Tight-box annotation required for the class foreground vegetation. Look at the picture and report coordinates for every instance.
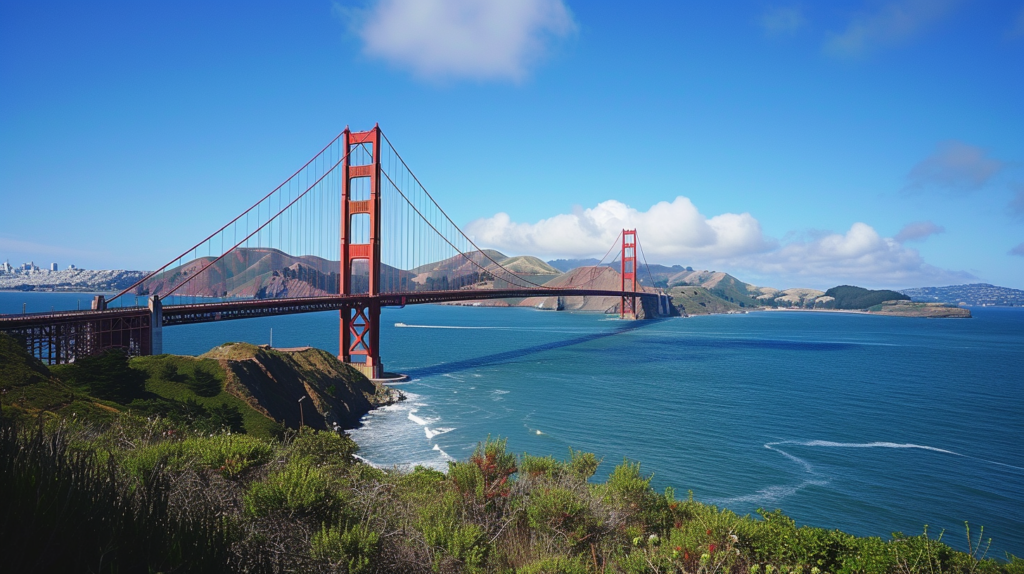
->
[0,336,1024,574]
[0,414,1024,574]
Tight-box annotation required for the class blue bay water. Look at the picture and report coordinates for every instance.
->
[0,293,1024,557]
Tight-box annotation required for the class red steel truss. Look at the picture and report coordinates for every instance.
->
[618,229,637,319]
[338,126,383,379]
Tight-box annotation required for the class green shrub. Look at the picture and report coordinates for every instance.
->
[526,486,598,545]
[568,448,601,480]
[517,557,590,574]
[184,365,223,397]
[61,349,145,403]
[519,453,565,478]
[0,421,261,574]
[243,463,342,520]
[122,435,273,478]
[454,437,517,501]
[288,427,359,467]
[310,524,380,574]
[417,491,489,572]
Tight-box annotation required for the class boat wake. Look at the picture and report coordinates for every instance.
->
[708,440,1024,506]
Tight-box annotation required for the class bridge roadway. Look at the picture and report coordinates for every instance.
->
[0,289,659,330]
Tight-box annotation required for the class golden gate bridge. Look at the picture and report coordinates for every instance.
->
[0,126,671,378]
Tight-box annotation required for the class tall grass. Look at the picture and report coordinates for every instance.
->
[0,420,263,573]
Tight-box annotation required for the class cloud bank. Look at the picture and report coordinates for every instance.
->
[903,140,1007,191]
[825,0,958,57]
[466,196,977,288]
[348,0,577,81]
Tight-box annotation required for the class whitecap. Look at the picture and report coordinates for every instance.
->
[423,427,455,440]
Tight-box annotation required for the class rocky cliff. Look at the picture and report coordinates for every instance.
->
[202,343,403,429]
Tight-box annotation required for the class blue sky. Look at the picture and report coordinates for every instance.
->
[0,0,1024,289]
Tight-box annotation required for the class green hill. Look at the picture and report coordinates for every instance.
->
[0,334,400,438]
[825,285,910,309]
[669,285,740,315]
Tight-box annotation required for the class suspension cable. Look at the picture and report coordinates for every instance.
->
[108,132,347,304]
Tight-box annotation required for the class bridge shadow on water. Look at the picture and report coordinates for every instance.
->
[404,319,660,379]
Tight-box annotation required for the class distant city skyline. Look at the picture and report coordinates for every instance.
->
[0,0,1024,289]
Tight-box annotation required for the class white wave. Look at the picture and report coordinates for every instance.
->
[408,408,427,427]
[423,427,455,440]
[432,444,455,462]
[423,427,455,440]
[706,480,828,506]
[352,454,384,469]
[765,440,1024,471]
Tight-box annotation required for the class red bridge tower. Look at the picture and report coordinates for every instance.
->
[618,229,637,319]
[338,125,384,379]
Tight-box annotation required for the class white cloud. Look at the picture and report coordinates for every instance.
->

• **Written request**:
Number the lines above as a list, skipping blank lines and omitting the pictures.

• **Output for this exercise**:
1. Tight-box annotation required for the class foreground vegetation. Look at the picture and report coordinates for every instance.
2. ->
3. [0,336,1024,574]
4. [0,414,1024,574]
5. Tight-box annotation required for the class blue bay water. Look at the picture and report coordinates for every instance.
6. ->
7. [0,293,1024,557]
8. Tight-box annotation required for the class red steel truss. Look at the picture and report coordinates for every instance.
9. ->
10. [618,229,637,319]
11. [338,126,383,379]
12. Tight-box annotation required for the class green shrub. Look at the picture and report coordinates for every instance.
13. ->
14. [526,486,598,545]
15. [568,448,601,480]
16. [517,557,590,574]
17. [184,365,223,397]
18. [61,349,145,403]
19. [519,453,565,478]
20. [0,421,261,574]
21. [243,463,342,520]
22. [122,435,273,478]
23. [454,437,517,501]
24. [288,427,359,467]
25. [310,524,380,574]
26. [417,491,489,572]
27. Tight-box annotation required for the class boat wake. Look at the picture and report coordinates for every instance.
28. ->
29. [708,440,1024,506]
30. Tight-box annotation required for the class bridge roadway. Look at the picture and report coordinates for every instance.
31. ->
32. [0,289,659,330]
33. Tight-box annotation required for the class golden gate bridge. Look at the picture and report coordinates for every instance.
34. ->
35. [0,126,671,378]
36. Tight-box annotation required for the class tall grass. Look at the picture and report coordinates for every instance.
37. ->
38. [0,420,263,573]
39. Tight-box annotation required for the class cloud bank. Look at the picture and report coordinates for every instance.
40. ->
41. [903,140,1007,191]
42. [825,0,958,57]
43. [466,196,977,288]
44. [348,0,577,81]
45. Tight-box annotation required for the class whitecap. Look at the picture and report coordinates for every instance.
46. ->
47. [423,427,455,440]
48. Tight-box annotation required for the class rocky cliff. Look at the picture and report coordinates for every instance.
49. ->
50. [202,343,403,429]
51. Tight-box annotation required for the class blue sky. Look at the picture and report coordinates for every instance.
52. ->
53. [0,0,1024,289]
54. Tight-box annotation required for the class green hill. Look at the picture and report coordinates for every instance.
55. ->
56. [0,334,400,438]
57. [825,285,910,309]
58. [669,285,740,315]
59. Tight-box annotation required for the class suspension cable. Look at the picture and report coordinates for every instance.
60. ->
61. [108,132,347,304]
62. Tight-box annotation required for the class bridge shadow on water. Look at the picture and report coordinates for every instance.
63. ->
64. [404,319,660,379]
65. Tight-box annotation required for the class distant city skyline. Look at the picture and report coordinates for every instance.
66. ->
67. [0,0,1024,289]
68. Tight-box annotation required for the class white wave. Look at the picture and report coordinates for every instance.
69. ->
70. [408,408,427,427]
71. [423,427,455,440]
72. [432,444,455,462]
73. [423,427,455,440]
74. [706,480,828,506]
75. [352,454,384,469]
76. [765,440,1024,471]
77. Tight-box annotation required for the class red bridge tower. Look at the picture and report coordinates for every instance.
78. ->
79. [618,229,637,319]
80. [338,125,384,379]
81. Tight-box annotation required for the class white cloud. Look at the picture and report coordinates for every instance.
82. ->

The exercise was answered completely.